Problems:
(1) In the bear meat thread, how much did bruno say his New Mexico archery bear weighed?
(2) Copy the bear meat thread from "# Bear meat" to "bruno (Jul 13, 2010)", word for word.
(3) List the usernames of everyone who posted in the bear meat thread.

─── Selected text

# Bear meat and   rbranstner



## jerseyhunter (Jun 30, 2010)

I  didn't want to jack the other thread so ,  How did/do you cook your bear? Same as you would Venison.?  We finally got a season again and  the odds are in my favor. Thanks in advance


----------



## bruno (Jul 13, 2010)

Just like venison but treat it very well in the field as you can ruin bear meat quickly. Skin it fast, get it quartered, keep it cold, keep it clean and good luck!! Check out my pic of this years New Mexico, archery monster, 452lbs!


----------



## daddyzaring (Jul 13, 2010)

And most importantly, don't forget to send me some.  lol


----------



## rbranstner (Jul 13, 2010)

We cooked our bear meat the same as venison. What we really like is just browning the bear meat in olive oil and some spices such as salt, pepper, onion/garlic powder and then dump Bushes Grilling Beans on them. We just love it that way and we started called it bear beans. We actually found we like the taste of the bear even better than venison. Clean it well and keep it cold and it will be great.

──────
─── Data provided

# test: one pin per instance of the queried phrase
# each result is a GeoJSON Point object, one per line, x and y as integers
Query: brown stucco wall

──────

Answers for this exercise:
(1) 452 lbs.

(2)
# Bear meat and   rbranstner



## jerseyhunter (Jun 30, 2010)

I  didn't want to jack the other thread so ,  How did/do you cook your bear? Same as you would Venison.?  We finally got a season again and  the odds are in my favor. Thanks in advance


----------



## bruno (Jul 13, 2010)

(3) jerseyhunter, bruno, daddyzaring, rbranstner